--- Exercise goal ---
Copy the data below from the line with "Warehouse pick-planner input: mark the driftwood" to the line with "(1080, 825)", renaming "driftwood" to "beach log" and keeping everything else unchanged.

--- Task material ---
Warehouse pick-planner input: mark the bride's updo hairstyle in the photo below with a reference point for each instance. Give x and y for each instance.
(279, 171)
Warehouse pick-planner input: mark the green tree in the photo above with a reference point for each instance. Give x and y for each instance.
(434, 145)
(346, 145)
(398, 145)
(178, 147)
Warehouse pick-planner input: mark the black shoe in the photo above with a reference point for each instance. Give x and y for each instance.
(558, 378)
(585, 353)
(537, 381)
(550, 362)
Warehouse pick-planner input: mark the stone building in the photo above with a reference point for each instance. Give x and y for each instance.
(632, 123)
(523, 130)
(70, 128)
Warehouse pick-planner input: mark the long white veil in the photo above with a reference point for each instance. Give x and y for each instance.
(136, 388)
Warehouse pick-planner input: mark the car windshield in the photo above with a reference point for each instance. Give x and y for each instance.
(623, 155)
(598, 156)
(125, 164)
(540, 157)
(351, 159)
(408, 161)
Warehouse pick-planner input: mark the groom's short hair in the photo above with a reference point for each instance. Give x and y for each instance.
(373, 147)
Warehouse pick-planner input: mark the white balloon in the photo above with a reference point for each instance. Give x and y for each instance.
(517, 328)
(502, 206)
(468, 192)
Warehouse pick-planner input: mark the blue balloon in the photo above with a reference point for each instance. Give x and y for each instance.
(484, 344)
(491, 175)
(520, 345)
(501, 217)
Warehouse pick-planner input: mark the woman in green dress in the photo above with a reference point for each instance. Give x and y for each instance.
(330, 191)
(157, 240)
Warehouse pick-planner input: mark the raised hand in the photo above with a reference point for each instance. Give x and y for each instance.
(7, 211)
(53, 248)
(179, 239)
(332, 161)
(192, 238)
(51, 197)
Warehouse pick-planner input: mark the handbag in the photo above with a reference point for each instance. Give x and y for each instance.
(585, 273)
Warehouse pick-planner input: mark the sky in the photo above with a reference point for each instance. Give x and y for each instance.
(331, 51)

* * *

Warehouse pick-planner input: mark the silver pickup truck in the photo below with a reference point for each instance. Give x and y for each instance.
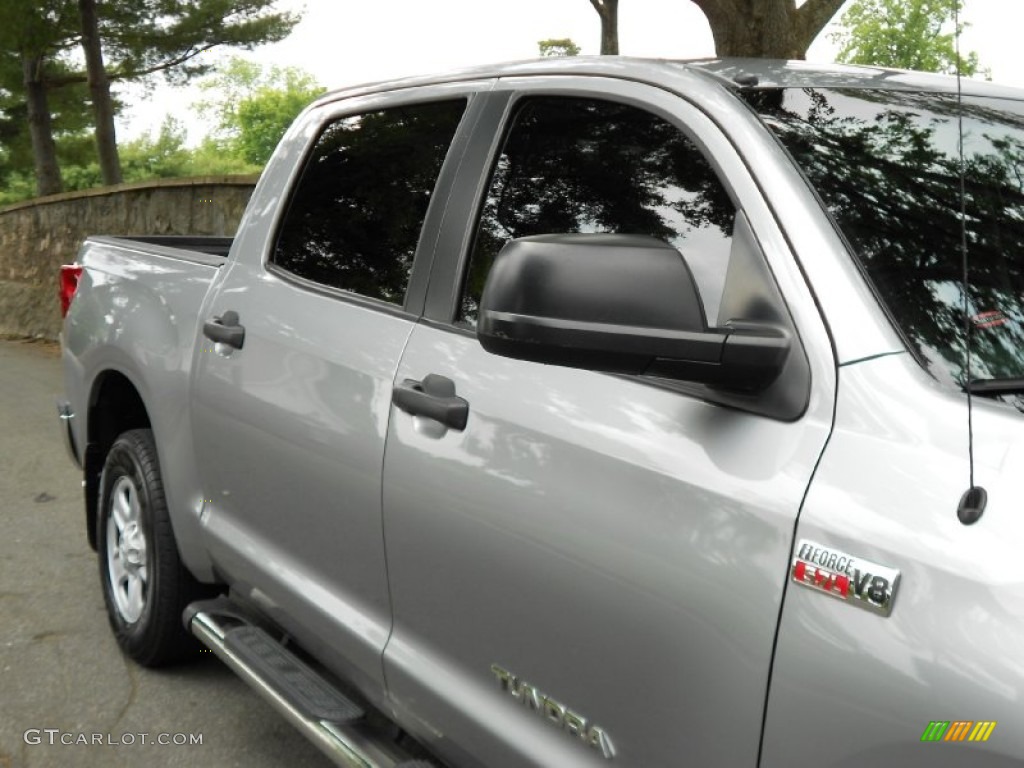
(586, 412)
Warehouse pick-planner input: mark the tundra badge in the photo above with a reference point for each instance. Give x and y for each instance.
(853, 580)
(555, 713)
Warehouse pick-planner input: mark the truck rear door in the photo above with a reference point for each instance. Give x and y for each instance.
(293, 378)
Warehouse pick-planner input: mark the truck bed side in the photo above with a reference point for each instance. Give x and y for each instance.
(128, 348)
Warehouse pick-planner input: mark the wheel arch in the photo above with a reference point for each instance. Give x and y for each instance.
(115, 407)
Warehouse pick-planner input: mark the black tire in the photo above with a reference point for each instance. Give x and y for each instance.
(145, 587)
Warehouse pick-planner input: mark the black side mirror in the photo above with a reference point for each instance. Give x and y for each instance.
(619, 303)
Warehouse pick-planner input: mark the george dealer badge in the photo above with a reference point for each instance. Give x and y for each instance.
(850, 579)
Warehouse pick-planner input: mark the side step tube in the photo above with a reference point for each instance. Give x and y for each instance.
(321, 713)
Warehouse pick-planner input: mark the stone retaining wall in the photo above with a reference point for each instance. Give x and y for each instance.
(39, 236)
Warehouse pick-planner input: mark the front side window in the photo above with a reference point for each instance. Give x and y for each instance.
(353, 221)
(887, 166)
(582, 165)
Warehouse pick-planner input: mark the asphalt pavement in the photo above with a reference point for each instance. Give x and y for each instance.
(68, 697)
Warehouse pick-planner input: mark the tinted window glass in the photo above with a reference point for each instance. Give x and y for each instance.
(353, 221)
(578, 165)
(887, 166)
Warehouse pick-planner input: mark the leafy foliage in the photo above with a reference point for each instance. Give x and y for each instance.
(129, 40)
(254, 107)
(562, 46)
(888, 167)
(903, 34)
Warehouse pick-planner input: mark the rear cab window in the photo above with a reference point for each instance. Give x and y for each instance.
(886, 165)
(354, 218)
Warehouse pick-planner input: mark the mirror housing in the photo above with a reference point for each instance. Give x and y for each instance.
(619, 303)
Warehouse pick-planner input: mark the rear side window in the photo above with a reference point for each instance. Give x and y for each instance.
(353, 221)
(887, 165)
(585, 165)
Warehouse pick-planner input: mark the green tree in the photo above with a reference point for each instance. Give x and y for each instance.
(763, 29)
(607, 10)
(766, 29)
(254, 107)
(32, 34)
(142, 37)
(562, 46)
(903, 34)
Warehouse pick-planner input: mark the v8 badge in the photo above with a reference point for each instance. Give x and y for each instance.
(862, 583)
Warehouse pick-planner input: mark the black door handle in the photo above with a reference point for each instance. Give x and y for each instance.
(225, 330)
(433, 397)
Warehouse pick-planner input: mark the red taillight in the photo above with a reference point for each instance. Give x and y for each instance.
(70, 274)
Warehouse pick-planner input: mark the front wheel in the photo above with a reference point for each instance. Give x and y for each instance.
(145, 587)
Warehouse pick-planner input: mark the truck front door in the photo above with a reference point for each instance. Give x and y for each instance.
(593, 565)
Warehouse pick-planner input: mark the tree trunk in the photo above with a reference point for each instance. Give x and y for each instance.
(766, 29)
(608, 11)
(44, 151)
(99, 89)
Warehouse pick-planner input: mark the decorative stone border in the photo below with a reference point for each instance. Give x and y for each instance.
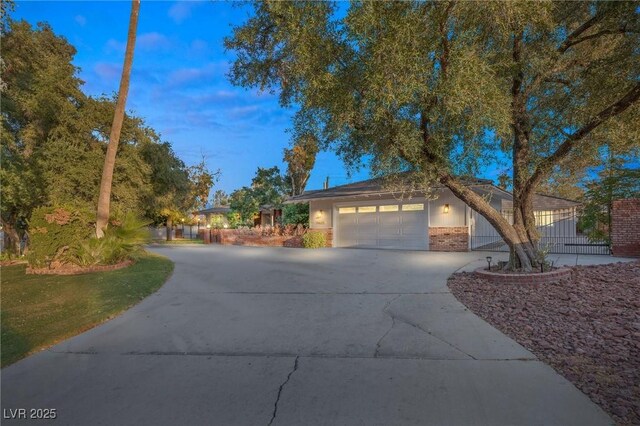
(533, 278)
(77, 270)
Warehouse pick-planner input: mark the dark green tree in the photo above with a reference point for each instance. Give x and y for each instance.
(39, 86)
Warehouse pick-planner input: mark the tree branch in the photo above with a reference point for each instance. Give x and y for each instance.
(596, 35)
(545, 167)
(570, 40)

...

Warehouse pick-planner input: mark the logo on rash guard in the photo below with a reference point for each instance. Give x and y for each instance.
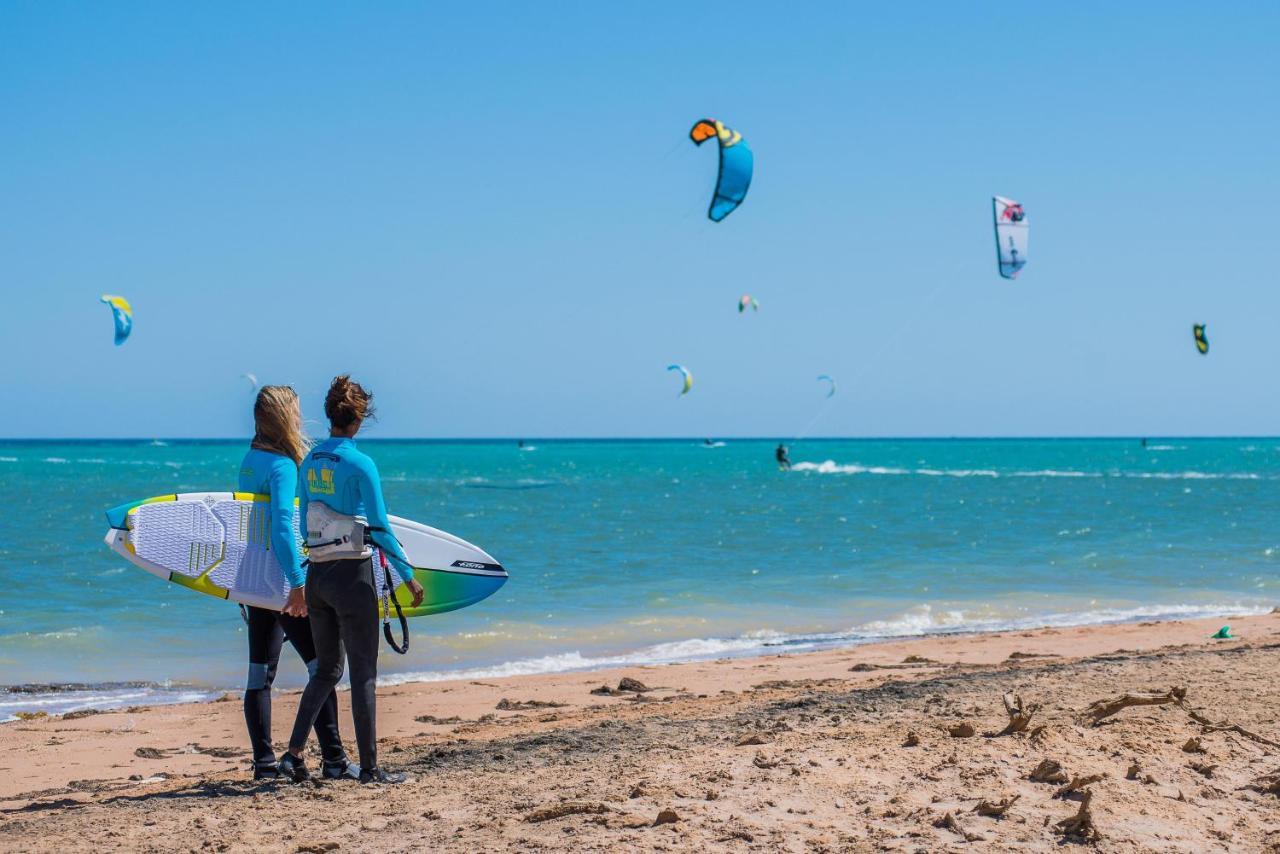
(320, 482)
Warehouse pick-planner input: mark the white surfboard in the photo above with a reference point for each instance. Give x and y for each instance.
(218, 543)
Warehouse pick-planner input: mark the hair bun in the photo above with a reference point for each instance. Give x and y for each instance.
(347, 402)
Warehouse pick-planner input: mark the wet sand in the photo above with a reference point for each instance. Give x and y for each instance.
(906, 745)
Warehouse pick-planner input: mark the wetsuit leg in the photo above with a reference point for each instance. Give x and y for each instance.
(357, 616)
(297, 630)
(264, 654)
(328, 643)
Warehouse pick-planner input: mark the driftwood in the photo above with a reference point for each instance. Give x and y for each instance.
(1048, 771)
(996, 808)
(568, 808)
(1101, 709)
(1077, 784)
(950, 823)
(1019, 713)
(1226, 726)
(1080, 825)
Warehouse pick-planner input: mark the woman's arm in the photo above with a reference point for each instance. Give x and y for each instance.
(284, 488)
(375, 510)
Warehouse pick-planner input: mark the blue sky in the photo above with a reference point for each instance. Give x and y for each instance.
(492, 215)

--- Full output ---
Warehouse pick-planner input: mark the beach log in the photo above with a reference point for each instance. Give x and y for each instance.
(1048, 771)
(996, 808)
(568, 808)
(1101, 709)
(1077, 784)
(950, 823)
(1019, 713)
(1226, 726)
(1080, 825)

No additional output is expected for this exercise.